=== Short task ===
Return every one of the records below word for word, and leave the pictures out of your answer.

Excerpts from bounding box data
==================================================
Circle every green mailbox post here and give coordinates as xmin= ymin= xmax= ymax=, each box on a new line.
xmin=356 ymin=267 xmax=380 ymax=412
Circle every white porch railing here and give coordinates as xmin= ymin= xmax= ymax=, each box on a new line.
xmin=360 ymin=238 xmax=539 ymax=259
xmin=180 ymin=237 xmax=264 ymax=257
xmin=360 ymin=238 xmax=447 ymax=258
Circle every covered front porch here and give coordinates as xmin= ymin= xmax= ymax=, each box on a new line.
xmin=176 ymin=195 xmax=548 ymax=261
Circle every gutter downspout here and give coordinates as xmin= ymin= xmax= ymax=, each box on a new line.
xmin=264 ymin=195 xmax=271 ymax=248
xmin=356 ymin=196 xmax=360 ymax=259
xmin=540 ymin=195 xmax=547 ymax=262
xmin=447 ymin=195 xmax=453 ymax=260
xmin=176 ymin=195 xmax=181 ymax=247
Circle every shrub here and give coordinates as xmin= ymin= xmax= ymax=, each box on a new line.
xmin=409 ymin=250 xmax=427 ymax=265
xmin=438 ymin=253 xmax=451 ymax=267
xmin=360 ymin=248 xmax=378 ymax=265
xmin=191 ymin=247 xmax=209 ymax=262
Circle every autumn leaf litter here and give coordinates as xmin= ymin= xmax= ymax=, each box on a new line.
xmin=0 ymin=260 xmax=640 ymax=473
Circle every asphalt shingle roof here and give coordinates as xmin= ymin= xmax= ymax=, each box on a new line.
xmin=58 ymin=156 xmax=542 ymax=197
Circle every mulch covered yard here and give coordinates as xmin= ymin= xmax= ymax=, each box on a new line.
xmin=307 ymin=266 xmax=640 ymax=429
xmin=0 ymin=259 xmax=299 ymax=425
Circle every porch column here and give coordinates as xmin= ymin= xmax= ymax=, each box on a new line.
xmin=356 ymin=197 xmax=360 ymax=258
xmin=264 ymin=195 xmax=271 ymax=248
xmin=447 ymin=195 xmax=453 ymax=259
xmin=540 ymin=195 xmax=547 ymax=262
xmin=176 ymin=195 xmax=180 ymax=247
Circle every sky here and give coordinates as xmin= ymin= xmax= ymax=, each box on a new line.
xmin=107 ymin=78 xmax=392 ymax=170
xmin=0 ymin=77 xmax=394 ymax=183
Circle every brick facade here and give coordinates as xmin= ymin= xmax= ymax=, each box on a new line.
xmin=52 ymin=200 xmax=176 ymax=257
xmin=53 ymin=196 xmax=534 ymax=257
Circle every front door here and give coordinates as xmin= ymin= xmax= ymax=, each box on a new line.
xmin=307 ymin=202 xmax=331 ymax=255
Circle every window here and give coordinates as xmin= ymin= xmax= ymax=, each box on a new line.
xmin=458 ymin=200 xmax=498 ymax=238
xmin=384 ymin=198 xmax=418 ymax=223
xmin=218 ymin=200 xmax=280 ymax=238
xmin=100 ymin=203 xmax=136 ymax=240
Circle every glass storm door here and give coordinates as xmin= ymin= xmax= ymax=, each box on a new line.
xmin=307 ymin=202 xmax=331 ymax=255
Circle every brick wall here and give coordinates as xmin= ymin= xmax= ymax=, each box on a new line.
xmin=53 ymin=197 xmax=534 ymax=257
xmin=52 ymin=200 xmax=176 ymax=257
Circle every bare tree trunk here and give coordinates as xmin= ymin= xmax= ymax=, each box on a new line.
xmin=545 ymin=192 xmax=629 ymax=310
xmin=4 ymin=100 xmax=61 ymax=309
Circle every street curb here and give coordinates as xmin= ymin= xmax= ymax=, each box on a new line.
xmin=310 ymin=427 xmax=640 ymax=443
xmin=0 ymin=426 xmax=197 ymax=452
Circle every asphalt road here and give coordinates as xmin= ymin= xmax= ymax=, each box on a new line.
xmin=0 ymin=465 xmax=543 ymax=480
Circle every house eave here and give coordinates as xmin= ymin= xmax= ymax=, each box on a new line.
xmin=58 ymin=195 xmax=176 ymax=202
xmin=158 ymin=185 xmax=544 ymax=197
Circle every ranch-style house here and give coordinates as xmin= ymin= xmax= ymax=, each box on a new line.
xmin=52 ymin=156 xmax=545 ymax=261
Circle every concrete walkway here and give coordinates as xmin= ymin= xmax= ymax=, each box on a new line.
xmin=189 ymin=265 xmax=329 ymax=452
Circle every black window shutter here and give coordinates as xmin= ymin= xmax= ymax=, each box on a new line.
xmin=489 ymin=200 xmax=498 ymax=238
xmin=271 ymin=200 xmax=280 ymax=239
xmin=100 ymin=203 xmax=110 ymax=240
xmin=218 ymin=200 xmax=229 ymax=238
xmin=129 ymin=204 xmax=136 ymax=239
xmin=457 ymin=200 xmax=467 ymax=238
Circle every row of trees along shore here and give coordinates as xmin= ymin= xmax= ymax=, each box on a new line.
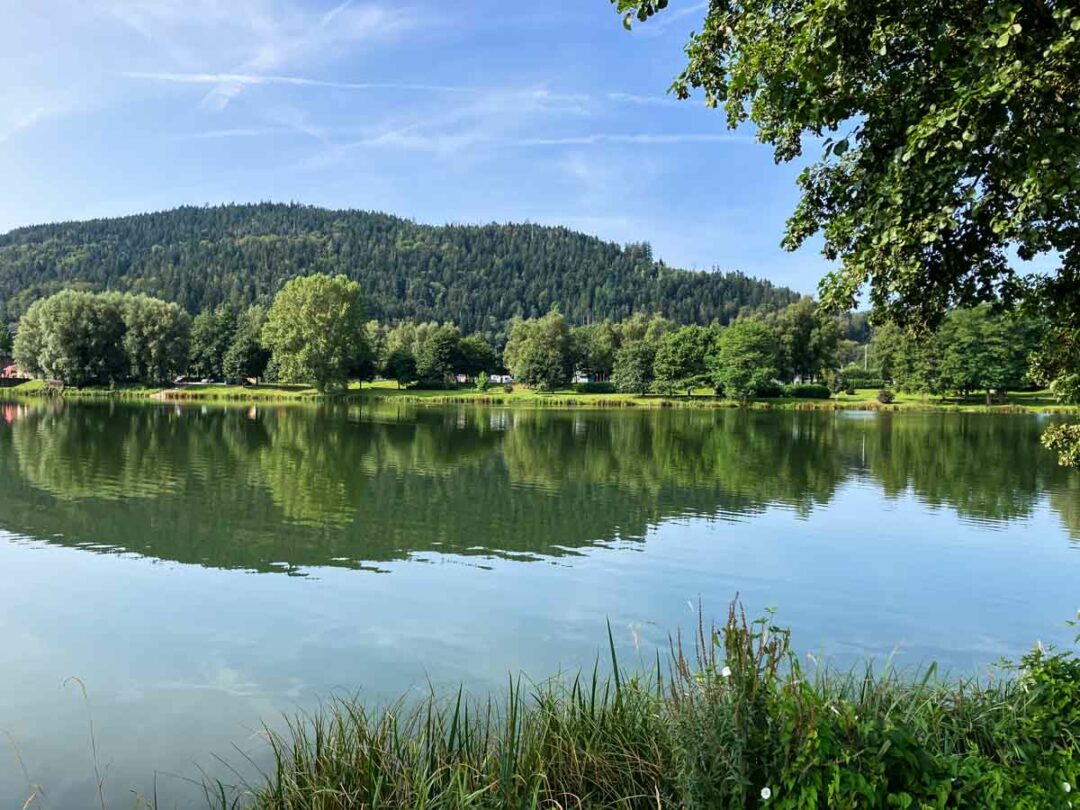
xmin=8 ymin=274 xmax=1054 ymax=402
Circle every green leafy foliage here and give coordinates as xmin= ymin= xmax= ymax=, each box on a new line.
xmin=611 ymin=340 xmax=657 ymax=394
xmin=14 ymin=291 xmax=130 ymax=386
xmin=707 ymin=319 xmax=778 ymax=402
xmin=653 ymin=326 xmax=716 ymax=395
xmin=120 ymin=295 xmax=191 ymax=384
xmin=416 ymin=324 xmax=462 ymax=386
xmin=221 ymin=307 xmax=270 ymax=382
xmin=207 ymin=605 xmax=1080 ymax=810
xmin=14 ymin=291 xmax=191 ymax=387
xmin=190 ymin=307 xmax=237 ymax=380
xmin=873 ymin=306 xmax=1043 ymax=402
xmin=0 ymin=204 xmax=796 ymax=332
xmin=502 ymin=311 xmax=573 ymax=391
xmin=262 ymin=274 xmax=365 ymax=391
xmin=612 ymin=0 xmax=1080 ymax=324
xmin=611 ymin=0 xmax=1080 ymax=458
xmin=382 ymin=347 xmax=420 ymax=388
xmin=784 ymin=382 xmax=825 ymax=400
==================================================
=== Solution ===
Circle every green mailbox post here and give coordinates as xmin= ymin= xmax= ymax=, each box on a new line.
xmin=356 ymin=267 xmax=380 ymax=412
Circle every white porch railing here and give coordinates as xmin= ymin= xmax= ymax=, each box on a new line.
xmin=360 ymin=238 xmax=539 ymax=259
xmin=180 ymin=237 xmax=264 ymax=257
xmin=360 ymin=238 xmax=447 ymax=258
Circle every covered front porch here and give coordinates as xmin= ymin= xmax= ymax=, each box on a new line.
xmin=176 ymin=195 xmax=548 ymax=261
Circle every gutter downspout here and give coordinates as xmin= ymin= xmax= ymax=, each box on a new line.
xmin=264 ymin=195 xmax=271 ymax=248
xmin=356 ymin=196 xmax=360 ymax=259
xmin=540 ymin=195 xmax=547 ymax=262
xmin=447 ymin=195 xmax=453 ymax=260
xmin=176 ymin=195 xmax=181 ymax=247
Circle every shrub here and give coordinates as xmin= ymin= xmax= ymax=, each box on a new line.
xmin=409 ymin=250 xmax=427 ymax=265
xmin=438 ymin=253 xmax=451 ymax=267
xmin=360 ymin=248 xmax=378 ymax=265
xmin=191 ymin=247 xmax=209 ymax=262
Circle every autumn leaf litter here and give coordinates as xmin= ymin= xmax= ymax=, each box on a new line.
xmin=0 ymin=260 xmax=640 ymax=473
Circle every asphalt shingle roof here and give coordinates as xmin= ymin= xmax= ymax=, each box on a new line.
xmin=58 ymin=156 xmax=542 ymax=197
Circle every mulch covered yard here and give coordinates as xmin= ymin= xmax= ymax=, each box on a new line.
xmin=307 ymin=266 xmax=640 ymax=429
xmin=0 ymin=259 xmax=299 ymax=425
Circle every porch column here and give coordinates as xmin= ymin= xmax= ymax=, each box on a new line.
xmin=356 ymin=197 xmax=360 ymax=258
xmin=264 ymin=195 xmax=271 ymax=248
xmin=447 ymin=195 xmax=453 ymax=259
xmin=540 ymin=195 xmax=547 ymax=262
xmin=176 ymin=195 xmax=180 ymax=247
Circle every sky here and give coordinates as xmin= ymin= xmax= ymax=, each box on a new line.
xmin=107 ymin=78 xmax=392 ymax=170
xmin=0 ymin=77 xmax=394 ymax=183
Circle every brick facade here and give coordinates as xmin= ymin= xmax= ymax=, each box on a new line.
xmin=52 ymin=200 xmax=176 ymax=257
xmin=53 ymin=196 xmax=534 ymax=257
Circle every front door here and give coordinates as xmin= ymin= xmax= ymax=, each box on a new line.
xmin=307 ymin=202 xmax=331 ymax=255
Circle every window here and give coordinates as xmin= ymin= xmax= ymax=, each box on a new line.
xmin=458 ymin=200 xmax=498 ymax=238
xmin=384 ymin=198 xmax=418 ymax=223
xmin=218 ymin=200 xmax=280 ymax=238
xmin=100 ymin=203 xmax=136 ymax=240
Circle every glass storm door here and give coordinates as xmin= ymin= xmax= ymax=, each box on a new line.
xmin=307 ymin=202 xmax=331 ymax=255
Circle every brick wall here and give coordinates as xmin= ymin= xmax= ymax=, each box on a new line.
xmin=53 ymin=197 xmax=534 ymax=257
xmin=52 ymin=200 xmax=176 ymax=257
Circle every bare tree trunk here and give coordinates as xmin= ymin= xmax= ymax=, each box on a new line.
xmin=545 ymin=192 xmax=629 ymax=310
xmin=4 ymin=100 xmax=61 ymax=309
Circle every street curb here and give coordinates as xmin= ymin= xmax= ymax=, each box on a new line.
xmin=310 ymin=427 xmax=640 ymax=443
xmin=0 ymin=426 xmax=197 ymax=452
Circle every asphalt road here and give coordinates as xmin= ymin= xmax= ymax=, each box on a new line.
xmin=0 ymin=465 xmax=543 ymax=480
Circle every house eave here and give coordinates as xmin= ymin= xmax= ymax=, each box on a new line.
xmin=58 ymin=195 xmax=176 ymax=202
xmin=158 ymin=185 xmax=544 ymax=197
Circle every ranch-style house here and give coordinates as xmin= ymin= xmax= ymax=, each box on a new line.
xmin=52 ymin=156 xmax=545 ymax=261
Circle every concrete walkway here and give coordinates as xmin= ymin= xmax= ymax=, each box on a new line.
xmin=189 ymin=265 xmax=329 ymax=452
Circle every black window shutter here and give coordinates as xmin= ymin= xmax= ymax=, each box on a new line.
xmin=489 ymin=200 xmax=498 ymax=238
xmin=271 ymin=200 xmax=280 ymax=239
xmin=100 ymin=203 xmax=110 ymax=240
xmin=218 ymin=200 xmax=229 ymax=238
xmin=129 ymin=204 xmax=136 ymax=239
xmin=457 ymin=200 xmax=467 ymax=238
Circle every row of trees along shore here and give coordinates as xmin= ymin= xmax= ymax=, each box on a new line.
xmin=8 ymin=274 xmax=1054 ymax=402
Circle every green leafy foliage here and give coordinates as xmin= ymin= xmax= ymax=, each box on a new line.
xmin=611 ymin=340 xmax=657 ymax=394
xmin=14 ymin=291 xmax=130 ymax=386
xmin=707 ymin=319 xmax=778 ymax=402
xmin=653 ymin=326 xmax=716 ymax=395
xmin=120 ymin=295 xmax=191 ymax=384
xmin=416 ymin=324 xmax=462 ymax=386
xmin=221 ymin=307 xmax=270 ymax=382
xmin=207 ymin=605 xmax=1080 ymax=810
xmin=14 ymin=291 xmax=191 ymax=387
xmin=190 ymin=307 xmax=237 ymax=380
xmin=873 ymin=306 xmax=1043 ymax=402
xmin=0 ymin=204 xmax=796 ymax=332
xmin=502 ymin=311 xmax=573 ymax=391
xmin=262 ymin=274 xmax=365 ymax=391
xmin=612 ymin=0 xmax=1080 ymax=324
xmin=611 ymin=0 xmax=1080 ymax=458
xmin=382 ymin=347 xmax=420 ymax=388
xmin=784 ymin=382 xmax=825 ymax=400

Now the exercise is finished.